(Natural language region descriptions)
● ● ● ● ●

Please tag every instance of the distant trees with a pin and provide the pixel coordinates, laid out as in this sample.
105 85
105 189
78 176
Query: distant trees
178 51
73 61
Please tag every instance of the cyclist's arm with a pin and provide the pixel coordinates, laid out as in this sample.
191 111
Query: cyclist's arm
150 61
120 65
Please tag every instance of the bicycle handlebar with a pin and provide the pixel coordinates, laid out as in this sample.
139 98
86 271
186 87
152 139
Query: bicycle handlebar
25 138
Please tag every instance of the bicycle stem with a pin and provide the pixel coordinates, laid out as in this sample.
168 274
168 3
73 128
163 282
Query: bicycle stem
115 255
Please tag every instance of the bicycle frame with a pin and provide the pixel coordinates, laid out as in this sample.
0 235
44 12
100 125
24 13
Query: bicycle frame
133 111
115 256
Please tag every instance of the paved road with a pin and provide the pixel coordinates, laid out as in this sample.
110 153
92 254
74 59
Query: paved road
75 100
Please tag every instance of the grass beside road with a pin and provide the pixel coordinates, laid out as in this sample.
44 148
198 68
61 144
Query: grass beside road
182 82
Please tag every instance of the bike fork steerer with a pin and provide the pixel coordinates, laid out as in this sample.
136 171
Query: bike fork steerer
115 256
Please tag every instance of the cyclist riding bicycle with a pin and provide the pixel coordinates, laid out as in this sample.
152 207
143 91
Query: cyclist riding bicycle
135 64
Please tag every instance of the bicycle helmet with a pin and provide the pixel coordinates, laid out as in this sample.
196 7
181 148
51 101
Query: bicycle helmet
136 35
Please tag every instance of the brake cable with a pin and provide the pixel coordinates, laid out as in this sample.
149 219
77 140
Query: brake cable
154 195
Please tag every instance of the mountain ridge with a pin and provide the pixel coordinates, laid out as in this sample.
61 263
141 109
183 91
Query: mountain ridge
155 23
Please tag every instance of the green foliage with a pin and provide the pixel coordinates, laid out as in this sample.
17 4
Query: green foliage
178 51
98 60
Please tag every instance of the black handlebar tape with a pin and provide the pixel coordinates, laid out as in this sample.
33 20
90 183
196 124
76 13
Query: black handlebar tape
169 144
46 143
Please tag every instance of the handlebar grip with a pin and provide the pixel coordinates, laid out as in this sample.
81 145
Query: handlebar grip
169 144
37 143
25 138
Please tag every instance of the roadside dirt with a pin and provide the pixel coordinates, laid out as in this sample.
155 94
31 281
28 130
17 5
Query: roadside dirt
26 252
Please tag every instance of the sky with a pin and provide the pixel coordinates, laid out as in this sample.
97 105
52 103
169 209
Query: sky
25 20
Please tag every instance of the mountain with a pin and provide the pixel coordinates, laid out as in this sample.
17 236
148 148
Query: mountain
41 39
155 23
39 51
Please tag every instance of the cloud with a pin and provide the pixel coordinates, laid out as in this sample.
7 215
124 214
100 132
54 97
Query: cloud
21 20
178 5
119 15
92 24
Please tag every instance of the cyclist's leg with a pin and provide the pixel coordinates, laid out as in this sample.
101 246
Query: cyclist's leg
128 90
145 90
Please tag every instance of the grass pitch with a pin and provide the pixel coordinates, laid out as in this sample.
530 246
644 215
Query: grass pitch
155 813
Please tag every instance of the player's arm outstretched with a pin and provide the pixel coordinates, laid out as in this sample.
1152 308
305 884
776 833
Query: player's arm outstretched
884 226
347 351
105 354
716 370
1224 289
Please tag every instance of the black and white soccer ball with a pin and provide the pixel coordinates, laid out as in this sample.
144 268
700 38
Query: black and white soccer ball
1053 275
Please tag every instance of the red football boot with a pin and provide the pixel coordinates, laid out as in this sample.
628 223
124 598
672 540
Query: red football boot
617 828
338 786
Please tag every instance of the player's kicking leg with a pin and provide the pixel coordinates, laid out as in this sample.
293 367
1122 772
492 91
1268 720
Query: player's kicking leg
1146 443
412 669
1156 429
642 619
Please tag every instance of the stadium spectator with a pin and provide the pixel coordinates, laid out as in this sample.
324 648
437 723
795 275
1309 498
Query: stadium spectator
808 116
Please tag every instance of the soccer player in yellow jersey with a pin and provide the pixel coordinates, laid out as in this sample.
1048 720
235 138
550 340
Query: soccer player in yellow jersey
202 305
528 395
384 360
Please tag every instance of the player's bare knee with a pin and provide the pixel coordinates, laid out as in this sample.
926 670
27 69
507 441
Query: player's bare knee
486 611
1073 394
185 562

● ● ● ● ●

### [TASK TO CARRY OUT]
Repeat the records exactly, including every line.

### [FINAL ANSWER]
Please tag every instance of the distant trees with a pin and provide the pixel coordinates, laid out as in this sample.
105 85
105 189
78 176
Query: distant trees
178 51
73 61
Please tag every instance of the cyclist's arm with a pin and provide the pixel coordinates, laid out as in this sample.
191 111
Query: cyclist's arm
150 61
120 65
Please tag every instance of the bicycle handlebar with a pin and provide the pixel coordinates, laid out as in this sample.
139 98
86 271
186 87
152 139
Query: bicycle handlebar
25 138
Please tag every instance of the bicycle stem with a pin and provide the pixel coordinates, laid out as in this sample.
168 274
168 3
73 128
163 282
Query: bicycle stem
115 255
Please tag every instance of the bicycle frame with a pin and provide the pixel coordinates, laid out as in this sample.
0 235
44 12
100 125
24 13
Query: bicycle frame
133 111
115 256
Please tag every instance of the paved road with a pin and provide the pixel coordinates, laid out as in this sample.
110 153
92 254
74 59
Query: paved road
75 100
Please tag every instance of the grass beside road with a pin and provide the pixel coordinates, laid out as in this sample.
44 148
198 68
61 144
Query: grass beside road
182 82
Please tag every instance of the bike fork steerer with a pin and provide the pixel coordinates, laid out as in this sample.
136 171
Query: bike fork steerer
115 256
Please tag every instance of the cyclist riding bicycle with a pin and provide the pixel coordinates, laid out as in this sample.
152 207
143 91
Query: cyclist riding bicycle
135 64
Please tag every instance of the bicycle helmet with a pin and provide the pixel coordinates, laid out as in this sample.
196 7
181 148
51 101
Query: bicycle helmet
136 35
Please tag every instance of the brake cable with a pin and provide the pixel coordinates, laid out as in this sample.
149 219
77 140
Query: brake cable
154 195
Please tag every instance of the mountain ridge with a pin and provide the pixel coordinates, laid out as in this sample.
61 263
141 109
183 91
Query: mountain ridge
155 23
Please tag every instance of the green foliage with a pin and provide the pixel coordinates, laid out as in this sample.
17 4
Query: green foliage
178 51
98 60
Please tag every instance of the black handlebar tape with a pin and provide the pixel coordinates, laid out as in this sample.
33 20
90 183
196 124
76 13
Query: black handlebar tape
169 144
46 143
Please tag every instance of the handlebar grip with a pin and provide the pixel coordinates, laid out as in this sample.
81 145
Query: handlebar grip
169 144
37 143
25 138
Please tag every instance of the roadside dirt with a pin and provide the pixel coordinates, laid out as in this sample.
155 94
31 281
28 130
17 5
Query: roadside dirt
26 252
Please tag every instance of the sky with a pin and provide the pixel coordinates, laid out as in this sample.
97 105
52 103
169 209
Query: sky
25 20
Please tag every instance of the mountain with a pin and provide the pixel coordinates, laid out as in this sample.
17 236
148 148
Query: mountain
41 39
155 23
39 51
Please tag every instance of the cloud with a pin and provide the pixel coordinates, laid out as in this sample.
7 215
124 214
100 132
54 97
Query: cloud
21 20
178 5
119 15
92 24
Please tag every instance of the cyclist's leg with a pin and provide the pixel coordinates, laid out as in this sample.
101 246
Query: cyclist's leg
128 90
145 90
Please tag every instance of the grass pitch with a pin and provide the pixel coordinates, laid out as in this sample.
530 246
644 215
Query: grass pitch
155 813
Please tag every instance of the player's arm outstretched with a pin and provide the pixel coordinates, laid out as in this sample.
1152 308
305 884
776 833
Query: player's arm outstretched
884 226
347 351
105 354
716 370
1224 289
Please tag every instance of the black and white soccer ball with a pin and provide the pixel coordinates, laid out as in this sample.
144 268
700 38
Query: black and white soccer ball
1053 275
Please tag every instance of the red football boot with a pin and provide the pixel coordinates, laid out as in this sample.
628 223
124 598
672 540
Query: red football boot
617 828
338 786
Please tag every instance of the player's kicking leg with a pin and provide the pixel coordinates, laid out as in this sample.
293 367
1122 772
492 91
1268 720
Query: player's kicking leg
1146 443
412 669
1156 429
642 619
Please tag every instance of the stadium spectator with a pin and provide the pixel coordinates, laid out as in this sample.
324 648
437 723
795 275
1309 498
Query: stadium spectator
808 116
Please tag every instance of the soccer player in yellow jersey with a pin and provide the pixel coordinates, laid out as in this sample.
1048 720
235 138
550 340
Query: soccer player in yellow jersey
202 305
528 395
384 360
Please tag every instance of the player's bare knee with a pin and provide the pixel coordinates, laid out as in this sample.
926 670
27 69
507 441
Query: player's bare knee
486 611
1073 394
185 562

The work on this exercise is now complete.